§ **WORK TO COMPLETE**
In the entries below, replace every occurrence of "Kindly give" with "Please provide" and copy out all other text unchanged.

§ **INPUT RECORDS**
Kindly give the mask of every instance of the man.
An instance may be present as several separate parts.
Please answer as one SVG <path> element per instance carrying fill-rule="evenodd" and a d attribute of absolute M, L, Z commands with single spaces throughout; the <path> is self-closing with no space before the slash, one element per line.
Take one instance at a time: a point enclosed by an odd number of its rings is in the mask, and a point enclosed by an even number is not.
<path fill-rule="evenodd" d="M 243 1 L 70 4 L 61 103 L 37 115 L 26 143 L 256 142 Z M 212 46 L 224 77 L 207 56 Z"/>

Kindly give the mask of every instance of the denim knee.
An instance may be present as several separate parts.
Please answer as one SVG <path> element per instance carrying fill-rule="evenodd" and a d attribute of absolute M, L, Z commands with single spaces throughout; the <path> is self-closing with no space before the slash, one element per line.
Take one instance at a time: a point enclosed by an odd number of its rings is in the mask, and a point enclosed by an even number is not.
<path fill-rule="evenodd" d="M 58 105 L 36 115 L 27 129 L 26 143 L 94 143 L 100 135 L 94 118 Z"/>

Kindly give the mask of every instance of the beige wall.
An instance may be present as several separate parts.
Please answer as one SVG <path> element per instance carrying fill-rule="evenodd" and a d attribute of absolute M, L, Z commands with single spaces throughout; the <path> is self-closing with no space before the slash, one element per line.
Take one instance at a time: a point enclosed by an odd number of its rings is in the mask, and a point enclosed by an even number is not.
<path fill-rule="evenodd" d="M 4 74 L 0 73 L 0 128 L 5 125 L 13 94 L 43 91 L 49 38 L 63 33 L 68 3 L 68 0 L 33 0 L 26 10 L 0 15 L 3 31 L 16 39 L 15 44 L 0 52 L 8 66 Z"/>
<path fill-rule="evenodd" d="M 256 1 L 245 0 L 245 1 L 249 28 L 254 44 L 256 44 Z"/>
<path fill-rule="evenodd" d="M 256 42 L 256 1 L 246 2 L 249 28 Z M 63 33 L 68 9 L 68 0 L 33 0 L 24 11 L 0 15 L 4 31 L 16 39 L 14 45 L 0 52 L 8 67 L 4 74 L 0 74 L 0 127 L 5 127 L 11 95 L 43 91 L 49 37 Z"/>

§ **RESULT FOR THIS TASK**
Please provide the mask of every instance of the man.
An instance may be present as several separate parts.
Please answer as one SVG <path> element per instance carrying fill-rule="evenodd" and a d attribute of absolute M, L, Z commands with single spaces throughout; the <path> is self-closing with no space before the slash, one element per line.
Take one instance at a time: a point enclosed by an odd number of its rings is in the mask, and a point enclosed by an even number is not.
<path fill-rule="evenodd" d="M 243 1 L 70 4 L 61 103 L 37 115 L 26 143 L 256 142 Z M 212 46 L 224 77 L 207 56 Z"/>

Please provide the mask of every instance of the denim knee.
An instance may be present as several separate parts.
Please answer as one SVG <path> element per instance carrying fill-rule="evenodd" and a d attribute of absolute M, L, Z commands with single spaces throughout; the <path> is self-closing with no space before the slash, one element per line.
Take one instance at a time: a point enclosed by an odd number of its rings is in the mask, and a point enclosed by an even number is not.
<path fill-rule="evenodd" d="M 58 105 L 36 115 L 27 129 L 26 143 L 94 143 L 100 135 L 94 118 Z"/>

Please provide the mask of every instance of the beige wall.
An instance may be present as several separate parts.
Please answer as one SVG <path> element per instance carrying fill-rule="evenodd" and a d attribute of absolute M, L, Z commands with single spaces throughout; the <path> is self-closing with no space before the slash, one element per line.
Take one instance at a time: a point enclosed by an odd number of its rings is in the mask, and a point enclosed by an even number is not.
<path fill-rule="evenodd" d="M 4 74 L 0 73 L 0 128 L 5 125 L 13 94 L 43 91 L 49 38 L 63 33 L 68 3 L 68 0 L 33 0 L 26 10 L 0 15 L 3 31 L 16 39 L 15 44 L 0 52 L 8 66 Z"/>
<path fill-rule="evenodd" d="M 256 1 L 245 0 L 245 1 L 249 28 L 254 44 L 256 44 Z"/>
<path fill-rule="evenodd" d="M 256 42 L 256 1 L 246 2 L 249 28 Z M 63 33 L 68 9 L 68 0 L 33 0 L 24 11 L 0 15 L 4 31 L 16 39 L 14 45 L 0 52 L 8 67 L 4 74 L 0 74 L 0 127 L 5 127 L 11 95 L 43 91 L 49 37 Z"/>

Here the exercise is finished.